__TASK TO COMPLETE__: What follows is a listing. Return every line of it exactly.

__MATERIAL FOR THIS TASK__:
━━━━━━━━━━━━━━━━
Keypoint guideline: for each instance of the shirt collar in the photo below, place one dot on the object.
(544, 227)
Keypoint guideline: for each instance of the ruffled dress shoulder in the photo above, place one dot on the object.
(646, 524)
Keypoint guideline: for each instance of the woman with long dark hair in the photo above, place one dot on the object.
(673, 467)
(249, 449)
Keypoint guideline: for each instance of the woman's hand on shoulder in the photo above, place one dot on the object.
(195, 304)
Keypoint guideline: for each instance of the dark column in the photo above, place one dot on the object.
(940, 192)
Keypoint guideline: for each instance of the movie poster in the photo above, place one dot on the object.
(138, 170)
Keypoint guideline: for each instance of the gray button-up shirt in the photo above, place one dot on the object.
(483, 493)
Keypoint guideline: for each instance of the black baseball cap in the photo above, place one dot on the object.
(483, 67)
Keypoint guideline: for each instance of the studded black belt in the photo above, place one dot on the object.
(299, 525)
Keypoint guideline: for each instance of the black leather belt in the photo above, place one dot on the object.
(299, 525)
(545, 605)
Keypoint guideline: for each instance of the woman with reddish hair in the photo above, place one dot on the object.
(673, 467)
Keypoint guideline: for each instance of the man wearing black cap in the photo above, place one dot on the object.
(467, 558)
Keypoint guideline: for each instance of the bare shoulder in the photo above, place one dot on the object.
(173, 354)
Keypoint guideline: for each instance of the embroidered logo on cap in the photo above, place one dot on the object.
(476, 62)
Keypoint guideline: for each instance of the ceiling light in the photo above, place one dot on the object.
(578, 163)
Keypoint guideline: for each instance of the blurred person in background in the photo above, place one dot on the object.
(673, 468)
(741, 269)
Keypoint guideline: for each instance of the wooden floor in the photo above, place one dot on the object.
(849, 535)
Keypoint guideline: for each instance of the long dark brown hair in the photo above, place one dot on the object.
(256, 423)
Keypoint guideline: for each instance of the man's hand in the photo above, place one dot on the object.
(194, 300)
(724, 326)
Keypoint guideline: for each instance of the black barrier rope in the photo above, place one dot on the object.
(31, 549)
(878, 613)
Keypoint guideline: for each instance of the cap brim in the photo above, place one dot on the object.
━━━━━━━━━━━━━━━━
__THE RESPONSE__:
Keypoint guideline: for each instance of the shirt collar in the photo below, place one dot on the object.
(544, 227)
Keypoint guideline: for each instance of the ruffled dress shoulder in the photo above, place one dot on the object.
(646, 524)
Keypoint guideline: for each instance of the woman with long dark hair in the photo above, place one dot on the object.
(673, 467)
(249, 449)
Keypoint guideline: for each instance of the woman's hand on shoulder in the photo above, place one dot on the object.
(195, 304)
Keypoint guideline: for each instance of the dark column in the photo above, place one dot on the object.
(940, 192)
Keypoint guideline: for each instance of the movie poster in the photo above, place one dot on the object.
(138, 170)
Keypoint guideline: for each instance of the gray button-up shirt in the photo above, place one dot on the object.
(483, 493)
Keypoint guideline: for each instance of the black baseball cap in the photo above, place one dot on the object.
(483, 67)
Keypoint guideline: for each instance of the studded black belt in the photo above, place one dot on the object.
(299, 525)
Keypoint guideline: for each instance of the black leather belt in the photo above, place one dot on the object.
(299, 525)
(545, 605)
Keypoint guideline: for each instance of the woman with reddish hair in the photo above, place one dot on the object.
(673, 467)
Keypoint guideline: for each instance of the man wearing black cap in the photo above, place one dot on the object.
(467, 558)
Keypoint guideline: for each instance of the bare shoulder in the photo above, place one dot on the object.
(173, 354)
Keypoint guideline: for each instance of the embroidered logo on cap in the photo above, place one dot on the object.
(476, 62)
Keypoint guideline: for each instance of the ceiling light in the photo above, place one dot on the object.
(578, 163)
Keypoint guideline: for each instance of the blurred person in background in the photo above, place one dot on the object.
(673, 468)
(741, 269)
Keypoint guideline: for each instance of the wooden floor in the photo above, place one dot on the object.
(849, 535)
Keypoint guideline: for each instance of the long dark brown hair in the photo above, place one dot on the object.
(256, 423)
Keypoint guideline: for each instance of the man's hand in the photo above, place one dot on the object.
(194, 300)
(724, 326)
Keypoint guideline: for each instance of the black barrier rope in the photo above, place one dot on the object.
(31, 549)
(878, 613)
Keypoint guideline: for each instance of the cap brim in the photo above, place one dot on the object.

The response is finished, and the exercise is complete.